→ Point-based annotation data
## START

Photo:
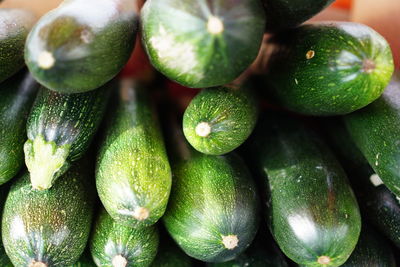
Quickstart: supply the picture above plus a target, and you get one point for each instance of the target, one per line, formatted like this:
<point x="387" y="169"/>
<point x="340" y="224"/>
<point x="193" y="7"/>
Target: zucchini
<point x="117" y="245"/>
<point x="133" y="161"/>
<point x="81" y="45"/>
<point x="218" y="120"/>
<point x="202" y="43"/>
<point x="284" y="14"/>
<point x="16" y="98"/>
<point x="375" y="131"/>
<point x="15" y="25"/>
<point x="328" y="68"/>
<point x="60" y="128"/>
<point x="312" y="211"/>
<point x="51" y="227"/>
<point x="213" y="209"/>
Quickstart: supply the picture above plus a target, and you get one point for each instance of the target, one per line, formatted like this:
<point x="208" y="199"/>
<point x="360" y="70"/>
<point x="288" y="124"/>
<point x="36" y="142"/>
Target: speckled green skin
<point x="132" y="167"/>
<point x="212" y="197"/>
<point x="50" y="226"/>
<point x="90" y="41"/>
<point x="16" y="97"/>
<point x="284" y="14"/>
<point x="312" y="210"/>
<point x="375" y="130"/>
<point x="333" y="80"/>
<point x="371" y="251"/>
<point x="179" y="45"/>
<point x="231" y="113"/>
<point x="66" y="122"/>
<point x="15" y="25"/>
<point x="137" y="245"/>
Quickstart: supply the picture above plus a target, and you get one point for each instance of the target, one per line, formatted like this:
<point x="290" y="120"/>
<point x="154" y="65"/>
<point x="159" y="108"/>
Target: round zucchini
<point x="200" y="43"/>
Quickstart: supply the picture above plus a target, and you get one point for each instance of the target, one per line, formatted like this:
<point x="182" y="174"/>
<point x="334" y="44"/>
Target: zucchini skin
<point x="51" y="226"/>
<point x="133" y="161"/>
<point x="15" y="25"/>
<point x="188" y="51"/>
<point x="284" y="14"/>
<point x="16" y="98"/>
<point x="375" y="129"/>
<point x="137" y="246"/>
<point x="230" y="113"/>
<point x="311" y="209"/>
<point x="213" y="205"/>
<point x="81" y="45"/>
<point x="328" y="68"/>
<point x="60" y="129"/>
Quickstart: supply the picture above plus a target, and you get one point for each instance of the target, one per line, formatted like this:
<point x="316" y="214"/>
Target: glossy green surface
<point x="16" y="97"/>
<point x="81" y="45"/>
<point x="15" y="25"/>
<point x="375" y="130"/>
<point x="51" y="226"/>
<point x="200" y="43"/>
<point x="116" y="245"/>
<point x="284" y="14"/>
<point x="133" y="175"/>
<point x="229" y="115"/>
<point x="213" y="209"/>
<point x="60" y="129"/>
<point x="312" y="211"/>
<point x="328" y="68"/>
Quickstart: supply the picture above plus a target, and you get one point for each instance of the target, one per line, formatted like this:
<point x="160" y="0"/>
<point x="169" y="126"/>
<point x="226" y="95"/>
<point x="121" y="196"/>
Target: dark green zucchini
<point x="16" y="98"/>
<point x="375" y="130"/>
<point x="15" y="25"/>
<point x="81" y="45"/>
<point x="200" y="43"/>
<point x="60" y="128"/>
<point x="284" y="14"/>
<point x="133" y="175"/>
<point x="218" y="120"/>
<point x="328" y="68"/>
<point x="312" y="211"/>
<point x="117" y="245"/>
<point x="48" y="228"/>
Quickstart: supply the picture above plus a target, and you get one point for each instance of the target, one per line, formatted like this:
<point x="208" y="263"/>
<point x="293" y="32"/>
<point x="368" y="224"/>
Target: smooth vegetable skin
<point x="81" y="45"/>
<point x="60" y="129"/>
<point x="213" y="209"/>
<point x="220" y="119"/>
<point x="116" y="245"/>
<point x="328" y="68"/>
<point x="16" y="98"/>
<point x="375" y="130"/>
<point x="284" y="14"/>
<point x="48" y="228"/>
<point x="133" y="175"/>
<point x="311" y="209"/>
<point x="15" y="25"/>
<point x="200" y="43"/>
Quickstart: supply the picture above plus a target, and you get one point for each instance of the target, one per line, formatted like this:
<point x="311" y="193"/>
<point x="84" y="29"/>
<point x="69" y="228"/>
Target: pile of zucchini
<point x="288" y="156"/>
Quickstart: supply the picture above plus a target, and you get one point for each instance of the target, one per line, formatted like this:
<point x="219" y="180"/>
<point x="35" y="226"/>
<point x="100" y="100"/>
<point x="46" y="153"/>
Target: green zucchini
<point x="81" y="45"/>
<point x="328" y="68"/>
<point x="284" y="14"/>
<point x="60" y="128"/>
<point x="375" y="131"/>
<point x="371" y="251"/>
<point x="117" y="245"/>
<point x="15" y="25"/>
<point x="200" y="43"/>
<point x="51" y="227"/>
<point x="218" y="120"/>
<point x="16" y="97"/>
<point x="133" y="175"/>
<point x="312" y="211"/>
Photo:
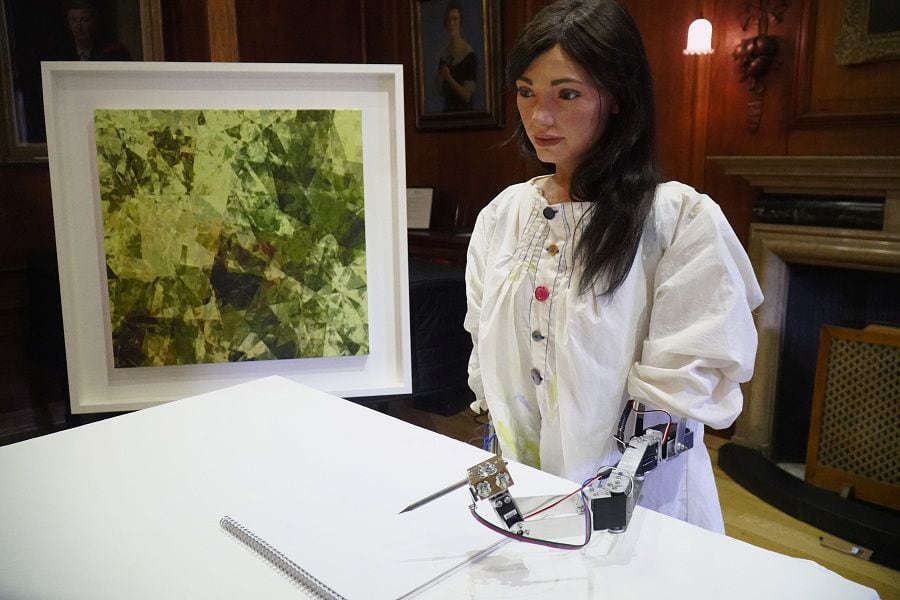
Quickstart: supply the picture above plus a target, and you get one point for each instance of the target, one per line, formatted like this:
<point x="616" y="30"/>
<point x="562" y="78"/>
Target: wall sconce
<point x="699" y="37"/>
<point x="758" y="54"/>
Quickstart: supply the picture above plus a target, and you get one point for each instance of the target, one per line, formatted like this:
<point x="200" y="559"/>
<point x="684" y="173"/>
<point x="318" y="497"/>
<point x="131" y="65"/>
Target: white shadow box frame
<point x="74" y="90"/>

## END
## START

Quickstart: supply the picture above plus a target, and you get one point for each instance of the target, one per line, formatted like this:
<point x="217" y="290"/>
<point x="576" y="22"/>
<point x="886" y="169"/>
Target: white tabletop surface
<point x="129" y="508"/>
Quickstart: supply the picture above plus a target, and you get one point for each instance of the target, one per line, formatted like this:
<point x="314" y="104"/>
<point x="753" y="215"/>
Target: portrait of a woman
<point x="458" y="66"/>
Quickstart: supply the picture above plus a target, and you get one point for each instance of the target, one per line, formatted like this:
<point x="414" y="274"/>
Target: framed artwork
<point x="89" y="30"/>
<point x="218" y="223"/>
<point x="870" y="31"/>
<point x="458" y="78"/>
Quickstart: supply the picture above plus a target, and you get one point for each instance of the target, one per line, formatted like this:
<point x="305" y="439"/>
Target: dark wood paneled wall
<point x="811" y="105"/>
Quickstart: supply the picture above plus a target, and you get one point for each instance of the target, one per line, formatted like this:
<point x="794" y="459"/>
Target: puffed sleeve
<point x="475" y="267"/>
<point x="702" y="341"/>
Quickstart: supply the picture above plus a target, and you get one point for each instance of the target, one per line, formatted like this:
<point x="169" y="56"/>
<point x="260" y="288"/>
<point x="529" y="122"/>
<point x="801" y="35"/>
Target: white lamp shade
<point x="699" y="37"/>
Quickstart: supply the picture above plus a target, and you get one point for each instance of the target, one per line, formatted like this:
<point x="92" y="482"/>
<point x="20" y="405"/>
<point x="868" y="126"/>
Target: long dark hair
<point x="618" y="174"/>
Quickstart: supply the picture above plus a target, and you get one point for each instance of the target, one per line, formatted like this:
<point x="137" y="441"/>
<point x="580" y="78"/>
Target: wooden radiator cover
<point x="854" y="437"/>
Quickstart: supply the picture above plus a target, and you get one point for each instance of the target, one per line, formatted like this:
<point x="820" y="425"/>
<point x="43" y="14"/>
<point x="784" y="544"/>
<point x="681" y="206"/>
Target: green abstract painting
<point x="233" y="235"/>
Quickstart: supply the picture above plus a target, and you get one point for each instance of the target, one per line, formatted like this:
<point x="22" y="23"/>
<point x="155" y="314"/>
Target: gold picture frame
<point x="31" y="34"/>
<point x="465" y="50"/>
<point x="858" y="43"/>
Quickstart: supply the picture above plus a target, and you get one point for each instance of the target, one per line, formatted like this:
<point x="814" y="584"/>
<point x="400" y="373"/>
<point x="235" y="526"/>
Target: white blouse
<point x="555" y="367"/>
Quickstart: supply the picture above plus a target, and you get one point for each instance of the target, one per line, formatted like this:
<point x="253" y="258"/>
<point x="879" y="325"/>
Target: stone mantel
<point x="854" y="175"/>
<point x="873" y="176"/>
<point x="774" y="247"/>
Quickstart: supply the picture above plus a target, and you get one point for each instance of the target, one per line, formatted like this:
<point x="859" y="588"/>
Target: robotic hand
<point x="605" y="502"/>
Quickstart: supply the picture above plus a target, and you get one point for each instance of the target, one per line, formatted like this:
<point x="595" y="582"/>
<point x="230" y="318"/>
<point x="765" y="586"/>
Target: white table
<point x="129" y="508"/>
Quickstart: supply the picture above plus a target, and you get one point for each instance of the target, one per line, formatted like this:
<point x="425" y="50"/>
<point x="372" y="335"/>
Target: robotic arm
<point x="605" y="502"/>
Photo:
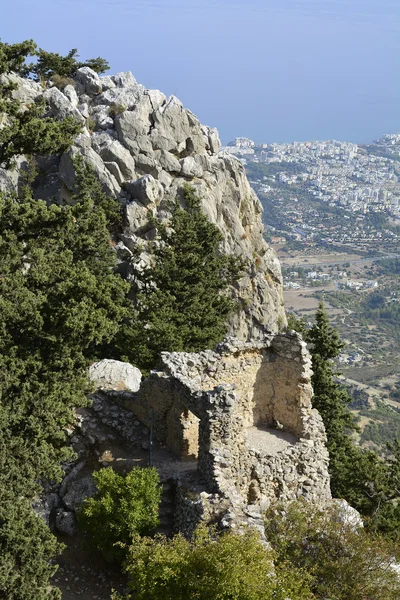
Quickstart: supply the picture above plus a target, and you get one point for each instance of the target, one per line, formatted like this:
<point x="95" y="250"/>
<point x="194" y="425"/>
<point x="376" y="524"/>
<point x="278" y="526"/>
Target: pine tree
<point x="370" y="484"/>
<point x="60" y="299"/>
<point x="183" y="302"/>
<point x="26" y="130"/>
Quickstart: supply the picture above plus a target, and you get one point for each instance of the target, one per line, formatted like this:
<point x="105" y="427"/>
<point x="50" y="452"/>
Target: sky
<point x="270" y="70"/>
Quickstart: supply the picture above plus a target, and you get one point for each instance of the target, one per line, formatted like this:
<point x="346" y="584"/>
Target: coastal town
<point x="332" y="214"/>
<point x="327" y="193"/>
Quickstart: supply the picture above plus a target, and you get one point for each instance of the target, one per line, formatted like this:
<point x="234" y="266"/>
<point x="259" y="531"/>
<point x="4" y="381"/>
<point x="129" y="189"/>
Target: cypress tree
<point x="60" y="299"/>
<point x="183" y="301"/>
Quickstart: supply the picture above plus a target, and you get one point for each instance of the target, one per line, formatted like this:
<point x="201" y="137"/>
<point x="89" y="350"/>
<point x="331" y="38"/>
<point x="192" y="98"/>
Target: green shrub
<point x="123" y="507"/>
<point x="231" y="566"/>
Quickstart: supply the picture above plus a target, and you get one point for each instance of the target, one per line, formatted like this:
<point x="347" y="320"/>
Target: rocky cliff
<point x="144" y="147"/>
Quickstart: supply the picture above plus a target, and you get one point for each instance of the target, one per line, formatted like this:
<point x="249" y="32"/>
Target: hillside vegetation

## END
## START

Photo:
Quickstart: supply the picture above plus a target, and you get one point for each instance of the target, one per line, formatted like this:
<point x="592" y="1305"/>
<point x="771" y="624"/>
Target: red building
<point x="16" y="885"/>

## END

→ What you are asked to do
Filter the rows above and copy every line that contains the word "wall".

→ Solved exercise
Target: wall sconce
Target: dark wood paneled wall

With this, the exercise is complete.